**TASKS:**
1. Using the email thread below, answer these:
(a) What Celsius temperature does Charlie Bell give as roughly equal to 2000F?
(b) According to Charlie Bell, how much of the building needed to start collapsing to crush the rest?
(c) Which two phrases does the last writer say are not consistent with each other?
2. Quote the records starting at the line containing "roll-up door in this photo, one per instance." and ending at the end of the records, both included.

**EXCERPT TO READ:**
=-=-=

Charlie Bell wrote:
> On 29/06/2006, at 9:18 PM, Gibson Jonathan wrote:
>> I do believe the soft-butter theory could have some merit and look
>> forward to real studies we can sink teeth into and chew properly.
>> As I understand it Underwriters Labs put the original steel, and
>> debris samples, under 2,000° for several hours without deformity
>
> I take it you mean 2000F, around 1100C. You can heat steel to that
> temperature, it will not melt or deform. What it does do is become
> about half as strong, and will bend, stretch and fail if it's
> structural. Not to forget that a lot of the central support had just
> had a plane fly into it.
>
>> I have yet to see a model - or even discussion - on how such metal
>> is a renowned heat wick and just how this would have mitigated
>> total systemic collapse... unless the argument is that this
>> apparently minimal heat was X-ferred down the entire skeleton
>> structure... leading to the "Soft Butter" support member lack of
>> resistance that allowed the entire building to fall at damn-near
>> free-fall speeds - all at once.
>
> It didn't collapse all at once. It was jackhammered floor by floor.
> it only needed the top 1/4 of the building to start collapsing to
> crush the rest.
>
> I'm amazed that this is at all mysterious.
>
I think what Jonathan is refering to is the idea that "jackhammered 
floor by floor" is not consistant with "freefall".

=-=-=

**MATERIAL PROVIDED:**
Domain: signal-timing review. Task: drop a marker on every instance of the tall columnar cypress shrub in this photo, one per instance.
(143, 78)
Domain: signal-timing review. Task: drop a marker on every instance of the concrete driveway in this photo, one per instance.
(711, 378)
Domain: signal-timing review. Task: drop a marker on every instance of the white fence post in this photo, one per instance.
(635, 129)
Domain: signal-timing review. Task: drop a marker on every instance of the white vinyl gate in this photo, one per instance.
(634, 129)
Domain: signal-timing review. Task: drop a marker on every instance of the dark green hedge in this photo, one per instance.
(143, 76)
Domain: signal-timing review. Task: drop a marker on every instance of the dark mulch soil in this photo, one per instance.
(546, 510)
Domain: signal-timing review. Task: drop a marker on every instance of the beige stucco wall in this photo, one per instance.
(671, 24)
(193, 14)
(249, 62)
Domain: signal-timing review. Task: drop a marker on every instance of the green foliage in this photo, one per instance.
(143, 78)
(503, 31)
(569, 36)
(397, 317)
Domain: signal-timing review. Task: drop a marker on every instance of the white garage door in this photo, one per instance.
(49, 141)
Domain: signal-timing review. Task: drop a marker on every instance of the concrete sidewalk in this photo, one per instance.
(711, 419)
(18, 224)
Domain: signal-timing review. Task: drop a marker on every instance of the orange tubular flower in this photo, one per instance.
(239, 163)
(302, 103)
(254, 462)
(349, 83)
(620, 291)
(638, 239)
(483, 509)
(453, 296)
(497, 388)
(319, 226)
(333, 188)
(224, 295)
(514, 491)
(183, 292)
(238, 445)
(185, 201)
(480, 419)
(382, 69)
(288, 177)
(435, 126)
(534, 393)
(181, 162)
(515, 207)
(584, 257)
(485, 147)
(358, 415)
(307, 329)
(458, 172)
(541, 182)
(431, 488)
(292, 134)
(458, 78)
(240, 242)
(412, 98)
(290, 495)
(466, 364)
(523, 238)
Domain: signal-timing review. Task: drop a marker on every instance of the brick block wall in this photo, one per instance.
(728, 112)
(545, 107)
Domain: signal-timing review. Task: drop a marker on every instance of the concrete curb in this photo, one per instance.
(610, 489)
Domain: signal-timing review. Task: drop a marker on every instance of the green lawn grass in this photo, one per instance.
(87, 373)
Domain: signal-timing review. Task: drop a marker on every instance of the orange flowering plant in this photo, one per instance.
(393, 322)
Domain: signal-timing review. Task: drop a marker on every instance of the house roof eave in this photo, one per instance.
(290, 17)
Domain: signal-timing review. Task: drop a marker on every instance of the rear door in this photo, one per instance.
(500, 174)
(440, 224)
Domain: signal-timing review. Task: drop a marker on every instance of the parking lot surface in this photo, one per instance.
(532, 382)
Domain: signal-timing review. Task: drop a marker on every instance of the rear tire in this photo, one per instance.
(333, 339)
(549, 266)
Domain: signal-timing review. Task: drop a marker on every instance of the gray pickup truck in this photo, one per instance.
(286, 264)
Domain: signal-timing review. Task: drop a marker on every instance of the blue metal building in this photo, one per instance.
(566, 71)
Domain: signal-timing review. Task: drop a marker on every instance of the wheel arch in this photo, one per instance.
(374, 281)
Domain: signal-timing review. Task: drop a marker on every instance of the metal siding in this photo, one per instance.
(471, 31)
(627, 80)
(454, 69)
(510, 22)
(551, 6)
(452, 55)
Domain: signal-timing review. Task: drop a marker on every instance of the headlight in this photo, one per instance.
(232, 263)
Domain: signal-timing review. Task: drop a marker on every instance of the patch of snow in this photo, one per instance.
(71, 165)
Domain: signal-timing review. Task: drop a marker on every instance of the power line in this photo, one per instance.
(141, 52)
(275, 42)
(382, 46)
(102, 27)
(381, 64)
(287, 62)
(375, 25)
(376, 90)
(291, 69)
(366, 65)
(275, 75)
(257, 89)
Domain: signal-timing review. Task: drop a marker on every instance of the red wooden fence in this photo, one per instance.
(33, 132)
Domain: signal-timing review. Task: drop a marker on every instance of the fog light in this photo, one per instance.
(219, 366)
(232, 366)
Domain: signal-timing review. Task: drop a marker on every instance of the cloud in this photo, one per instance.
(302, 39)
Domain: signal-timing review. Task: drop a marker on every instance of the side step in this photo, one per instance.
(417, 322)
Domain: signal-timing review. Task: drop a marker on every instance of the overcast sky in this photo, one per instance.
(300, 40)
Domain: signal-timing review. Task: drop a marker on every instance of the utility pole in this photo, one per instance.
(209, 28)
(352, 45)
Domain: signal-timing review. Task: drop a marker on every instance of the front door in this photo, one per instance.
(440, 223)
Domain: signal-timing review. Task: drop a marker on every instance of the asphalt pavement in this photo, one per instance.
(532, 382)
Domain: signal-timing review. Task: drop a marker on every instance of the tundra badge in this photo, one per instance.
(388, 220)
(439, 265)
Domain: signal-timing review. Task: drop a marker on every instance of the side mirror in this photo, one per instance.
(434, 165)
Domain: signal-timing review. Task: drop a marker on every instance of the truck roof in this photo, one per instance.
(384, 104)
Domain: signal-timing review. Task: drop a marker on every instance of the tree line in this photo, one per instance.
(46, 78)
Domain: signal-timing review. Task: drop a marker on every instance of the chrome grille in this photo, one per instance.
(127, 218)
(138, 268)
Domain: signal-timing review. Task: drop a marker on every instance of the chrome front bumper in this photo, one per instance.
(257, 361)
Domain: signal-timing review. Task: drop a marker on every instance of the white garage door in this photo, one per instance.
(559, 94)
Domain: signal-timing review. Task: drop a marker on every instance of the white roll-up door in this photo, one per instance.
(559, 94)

=-=-=

**EXERCISE RESPONSES:**
1.
(a) Around 1100C.
(b) The top 1/4 of the building.
(c) "jackhammered floor by floor" and "freefall".

2.
Domain: signal-timing review. Task: drop a marker on every instance of the white roll-up door in this photo, one per instance.
(559, 94)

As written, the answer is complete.